* [DADOS FORNECIDOS]:
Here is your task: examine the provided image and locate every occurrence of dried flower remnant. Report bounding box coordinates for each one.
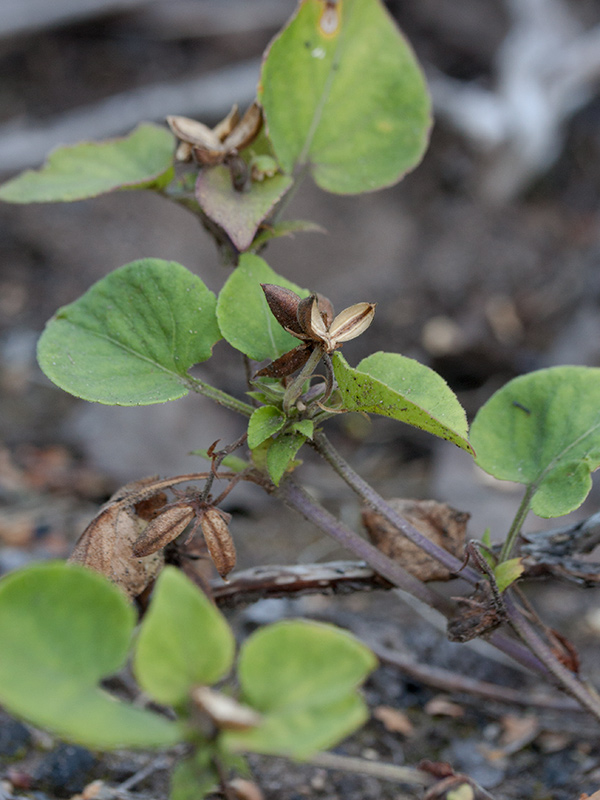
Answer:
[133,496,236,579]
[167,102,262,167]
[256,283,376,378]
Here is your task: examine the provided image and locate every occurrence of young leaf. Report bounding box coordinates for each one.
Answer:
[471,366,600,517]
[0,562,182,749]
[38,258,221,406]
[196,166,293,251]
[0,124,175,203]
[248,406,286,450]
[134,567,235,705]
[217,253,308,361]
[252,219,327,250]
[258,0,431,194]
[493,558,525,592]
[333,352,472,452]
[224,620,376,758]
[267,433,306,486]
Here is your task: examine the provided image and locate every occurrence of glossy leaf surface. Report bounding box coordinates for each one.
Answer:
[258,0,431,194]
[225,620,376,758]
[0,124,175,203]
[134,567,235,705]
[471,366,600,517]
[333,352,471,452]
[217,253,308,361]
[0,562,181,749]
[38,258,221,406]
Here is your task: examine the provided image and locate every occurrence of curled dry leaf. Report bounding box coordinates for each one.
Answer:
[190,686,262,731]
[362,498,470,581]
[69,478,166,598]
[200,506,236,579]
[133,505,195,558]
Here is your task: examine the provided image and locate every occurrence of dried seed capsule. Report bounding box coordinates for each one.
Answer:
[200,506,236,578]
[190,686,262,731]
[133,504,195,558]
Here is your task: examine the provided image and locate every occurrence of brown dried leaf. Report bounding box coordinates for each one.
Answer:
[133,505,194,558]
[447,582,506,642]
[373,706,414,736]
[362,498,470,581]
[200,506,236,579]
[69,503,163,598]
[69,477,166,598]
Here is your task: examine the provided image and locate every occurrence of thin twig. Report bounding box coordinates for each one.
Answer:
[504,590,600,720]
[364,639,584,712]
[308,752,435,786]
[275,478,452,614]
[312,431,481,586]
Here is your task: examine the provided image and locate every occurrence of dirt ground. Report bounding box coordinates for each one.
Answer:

--

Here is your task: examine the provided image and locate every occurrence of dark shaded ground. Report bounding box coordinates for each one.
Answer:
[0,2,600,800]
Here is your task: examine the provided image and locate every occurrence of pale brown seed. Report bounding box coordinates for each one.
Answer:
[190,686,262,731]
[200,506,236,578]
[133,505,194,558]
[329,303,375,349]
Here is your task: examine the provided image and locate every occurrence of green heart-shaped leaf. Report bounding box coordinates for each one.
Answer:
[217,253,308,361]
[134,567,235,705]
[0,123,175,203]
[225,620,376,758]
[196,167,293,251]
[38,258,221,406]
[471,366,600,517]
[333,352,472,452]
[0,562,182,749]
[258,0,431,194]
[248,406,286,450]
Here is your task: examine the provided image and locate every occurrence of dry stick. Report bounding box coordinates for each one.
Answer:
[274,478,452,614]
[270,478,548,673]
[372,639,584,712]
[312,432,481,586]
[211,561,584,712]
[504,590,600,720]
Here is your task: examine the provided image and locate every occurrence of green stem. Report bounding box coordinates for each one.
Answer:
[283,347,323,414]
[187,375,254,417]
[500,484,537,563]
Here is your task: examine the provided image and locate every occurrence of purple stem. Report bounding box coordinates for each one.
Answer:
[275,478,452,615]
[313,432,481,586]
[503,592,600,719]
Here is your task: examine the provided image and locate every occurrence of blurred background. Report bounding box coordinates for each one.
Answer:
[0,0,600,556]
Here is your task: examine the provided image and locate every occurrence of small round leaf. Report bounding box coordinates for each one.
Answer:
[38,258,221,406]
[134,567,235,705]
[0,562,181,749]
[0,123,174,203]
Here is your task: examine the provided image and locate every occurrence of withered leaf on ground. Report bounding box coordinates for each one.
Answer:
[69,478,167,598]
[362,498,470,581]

* [ENUNCIADO DA TAREFA]: Reescreva as linhas desde a que contém "remnant. Report bounding box coordinates for each one." até a que contém "[267,433,306,486]", alterando "young leaf" para "tender leaf" e mantendo todo o resto igual. Não inclua as imagens na resposta.

* [RESPOSTA DA TAREFA]:
Here is your task: examine the provided image and locate every occurrence of dried flower remnant. Report bounding box coordinates for each one.
Answer:
[133,496,236,579]
[167,102,262,167]
[256,283,376,378]
Here is your task: examine the provided image and locate every occurrence of tender leaf. Report bounding box coordinates for each one.
Answer:
[471,366,600,517]
[0,562,182,749]
[38,258,221,406]
[196,166,293,251]
[0,124,175,203]
[248,406,286,450]
[134,567,235,705]
[217,253,308,361]
[252,219,327,250]
[258,0,431,194]
[493,558,525,592]
[333,352,472,452]
[224,620,376,758]
[267,433,306,486]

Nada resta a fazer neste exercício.